> **Task description**
Put each line of the rows below into a JSON list of strings, one string per line, leaving out blank lines.
== Input rows
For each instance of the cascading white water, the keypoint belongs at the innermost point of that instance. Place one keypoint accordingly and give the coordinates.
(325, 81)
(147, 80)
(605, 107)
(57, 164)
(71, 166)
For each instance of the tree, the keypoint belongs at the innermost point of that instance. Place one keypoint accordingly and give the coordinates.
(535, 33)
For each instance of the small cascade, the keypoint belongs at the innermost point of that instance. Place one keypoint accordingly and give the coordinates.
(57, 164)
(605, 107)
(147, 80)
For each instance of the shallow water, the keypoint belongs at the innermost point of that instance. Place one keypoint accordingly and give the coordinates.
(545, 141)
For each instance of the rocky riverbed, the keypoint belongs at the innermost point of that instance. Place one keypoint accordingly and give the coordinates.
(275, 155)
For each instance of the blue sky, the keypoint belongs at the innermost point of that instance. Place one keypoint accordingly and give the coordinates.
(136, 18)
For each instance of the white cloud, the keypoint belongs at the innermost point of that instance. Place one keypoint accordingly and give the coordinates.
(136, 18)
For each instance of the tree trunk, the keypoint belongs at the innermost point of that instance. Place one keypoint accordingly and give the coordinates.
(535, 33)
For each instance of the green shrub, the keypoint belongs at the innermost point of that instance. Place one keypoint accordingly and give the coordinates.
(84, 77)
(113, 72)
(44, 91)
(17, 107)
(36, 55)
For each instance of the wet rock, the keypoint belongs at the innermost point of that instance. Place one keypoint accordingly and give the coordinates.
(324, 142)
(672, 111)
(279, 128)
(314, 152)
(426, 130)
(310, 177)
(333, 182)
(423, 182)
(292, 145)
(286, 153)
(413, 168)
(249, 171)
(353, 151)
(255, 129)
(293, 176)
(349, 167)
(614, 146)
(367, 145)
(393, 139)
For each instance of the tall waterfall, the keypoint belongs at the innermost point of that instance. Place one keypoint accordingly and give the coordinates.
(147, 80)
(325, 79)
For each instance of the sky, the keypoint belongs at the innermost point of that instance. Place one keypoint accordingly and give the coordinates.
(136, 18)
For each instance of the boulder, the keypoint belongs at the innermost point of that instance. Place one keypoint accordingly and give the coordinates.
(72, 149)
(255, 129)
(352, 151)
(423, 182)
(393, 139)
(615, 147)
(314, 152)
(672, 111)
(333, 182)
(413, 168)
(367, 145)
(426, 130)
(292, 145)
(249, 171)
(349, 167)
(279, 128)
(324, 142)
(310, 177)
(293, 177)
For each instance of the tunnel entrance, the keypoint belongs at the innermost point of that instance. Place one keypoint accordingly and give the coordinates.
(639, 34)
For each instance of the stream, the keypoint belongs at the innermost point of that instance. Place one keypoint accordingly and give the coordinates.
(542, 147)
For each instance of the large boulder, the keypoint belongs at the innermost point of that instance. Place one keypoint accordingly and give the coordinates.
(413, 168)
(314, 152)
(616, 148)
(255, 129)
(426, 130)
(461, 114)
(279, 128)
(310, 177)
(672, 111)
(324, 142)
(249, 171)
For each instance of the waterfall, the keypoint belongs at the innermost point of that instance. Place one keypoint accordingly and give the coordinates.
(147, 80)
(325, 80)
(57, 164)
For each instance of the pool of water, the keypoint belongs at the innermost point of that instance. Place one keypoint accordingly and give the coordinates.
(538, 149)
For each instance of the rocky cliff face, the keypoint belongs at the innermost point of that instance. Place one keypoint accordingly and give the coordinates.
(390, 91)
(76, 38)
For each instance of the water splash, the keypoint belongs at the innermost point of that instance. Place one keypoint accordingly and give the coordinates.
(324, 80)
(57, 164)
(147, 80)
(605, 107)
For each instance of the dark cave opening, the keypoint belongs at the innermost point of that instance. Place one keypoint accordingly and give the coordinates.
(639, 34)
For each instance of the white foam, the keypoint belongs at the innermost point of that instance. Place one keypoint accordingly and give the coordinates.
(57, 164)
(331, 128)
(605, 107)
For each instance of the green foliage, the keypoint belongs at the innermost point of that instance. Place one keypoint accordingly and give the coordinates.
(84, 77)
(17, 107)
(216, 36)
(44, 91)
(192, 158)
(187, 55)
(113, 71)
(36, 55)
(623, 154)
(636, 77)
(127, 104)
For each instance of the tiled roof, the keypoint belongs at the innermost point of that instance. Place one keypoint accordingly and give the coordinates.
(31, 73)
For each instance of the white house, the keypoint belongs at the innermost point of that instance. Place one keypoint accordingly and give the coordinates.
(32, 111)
====
> **Task result**
[
  "For each instance of the cascading white water, the keypoint belongs at the innermost point of that instance. Place one keypoint accordingly and give the coordinates.",
  "(325, 81)",
  "(147, 80)",
  "(605, 107)",
  "(57, 164)",
  "(71, 166)",
  "For each instance of the tree, the keypoint belongs at the innermost point of that instance. Place one keypoint accordingly and give the coordinates.",
  "(535, 33)",
  "For each instance of the small cascade, the keypoint belongs at the innermost point of that instance. Place one keypoint accordingly and give the coordinates.",
  "(57, 164)",
  "(605, 107)",
  "(147, 80)",
  "For each instance of the shallow water, the keypoint belongs at the innermost point of that instance. Place one keypoint accordingly and give the coordinates.",
  "(545, 141)",
  "For each instance of the rocky riverbed, the keypoint belongs at the innermost point of that instance. Place one keypoint accordingly and give the coordinates.",
  "(275, 155)",
  "For each instance of the blue sky, the keypoint belongs at the innermost point of that instance. Place one keypoint accordingly and give the coordinates.",
  "(136, 18)",
  "For each instance of the white cloud, the keypoint belongs at the innermost point of that instance. Place one keypoint accordingly and give the coordinates.",
  "(136, 18)",
  "For each instance of the tree trunk, the keypoint belongs at the innermost point of that instance. Place one keypoint accordingly and give the coordinates.",
  "(535, 33)",
  "For each instance of the green shrub, the keypoint belongs at the innermost point of that instance. Place one keypoint accordingly and give the coordinates.",
  "(84, 77)",
  "(113, 72)",
  "(44, 91)",
  "(17, 107)",
  "(36, 55)",
  "For each instance of the wet rock, the keypoint belongs at the innermost point of that instance. Place one keypoint accordingly and give the coordinates.",
  "(324, 142)",
  "(672, 111)",
  "(279, 128)",
  "(314, 152)",
  "(426, 130)",
  "(310, 177)",
  "(333, 182)",
  "(423, 182)",
  "(292, 145)",
  "(286, 153)",
  "(413, 168)",
  "(249, 171)",
  "(353, 151)",
  "(255, 129)",
  "(293, 176)",
  "(349, 167)",
  "(614, 146)",
  "(367, 145)",
  "(393, 139)",
  "For each instance of the tall waterfall, the keypoint belongs at the innermost point of that instance. Place one keypoint accordingly and give the coordinates.",
  "(147, 80)",
  "(325, 79)",
  "For each instance of the sky, the keypoint belongs at the innermost point of that instance. Place one keypoint accordingly and give the coordinates.",
  "(136, 18)",
  "For each instance of the boulder, the keypoint belongs at the innermost point of that instance. Place one keypoint accordingly and give the coordinates.",
  "(72, 149)",
  "(255, 129)",
  "(352, 151)",
  "(423, 182)",
  "(393, 139)",
  "(615, 147)",
  "(314, 152)",
  "(672, 111)",
  "(333, 182)",
  "(413, 168)",
  "(367, 145)",
  "(426, 130)",
  "(292, 145)",
  "(249, 171)",
  "(349, 167)",
  "(279, 128)",
  "(324, 142)",
  "(310, 177)",
  "(293, 177)",
  "For each instance of the tunnel entrance, the keypoint belongs at the innermost point of that instance. Place one keypoint accordingly and give the coordinates.",
  "(639, 34)",
  "For each instance of the stream, the keypoint belongs at the innermost point of that instance. Place one keypoint accordingly and give the coordinates.",
  "(542, 147)",
  "For each instance of the large boulder, the keypoint belongs at the innermost point of that instance. Place one keypoint accordingly and give the coordinates.",
  "(413, 168)",
  "(314, 152)",
  "(616, 148)",
  "(255, 129)",
  "(426, 130)",
  "(461, 114)",
  "(279, 128)",
  "(310, 177)",
  "(672, 111)",
  "(324, 142)",
  "(249, 171)",
  "For each instance of the waterfall, the keypoint belongs at the innermost point of that instance. Place one keypoint accordingly and give the coordinates.",
  "(147, 80)",
  "(325, 80)",
  "(57, 164)",
  "For each instance of the pool of water, the keypoint belongs at the innermost point of that instance. Place one keypoint accordingly and give the coordinates.",
  "(538, 149)",
  "For each instance of the rocky cliff face, the keypoint belongs at the innermost point of that instance. Place one keypoint accordingly and give the coordinates.",
  "(390, 91)",
  "(76, 38)",
  "For each instance of the water splash, the keypoint belongs at the innermost point of that instance. Place one keypoint accordingly and give the coordinates.",
  "(324, 80)",
  "(57, 164)",
  "(147, 80)",
  "(605, 107)",
  "For each instance of the dark cave opening, the keypoint belongs at the innermost point of that instance. Place one keypoint accordingly and give the coordinates.",
  "(639, 34)",
  "For each instance of the white foam, the keypoint belongs at the innermost point of that instance. Place one keypoint accordingly and give the coordinates.",
  "(57, 164)",
  "(331, 128)",
  "(605, 107)",
  "For each instance of the green foliage, the keypoint belongs at the innermost point of that instance. Place one keypoint accordingly and give the coordinates.",
  "(84, 77)",
  "(17, 107)",
  "(216, 36)",
  "(44, 91)",
  "(192, 158)",
  "(187, 55)",
  "(113, 71)",
  "(36, 55)",
  "(623, 154)",
  "(636, 77)",
  "(127, 104)",
  "For each instance of the tiled roof, the keypoint belongs at the innermost point of that instance. Place one keypoint accordingly and give the coordinates.",
  "(31, 73)",
  "For each instance of the white house, the keypoint belongs at the innermost point of that instance. Place one keypoint accordingly and give the coordinates.",
  "(32, 111)"
]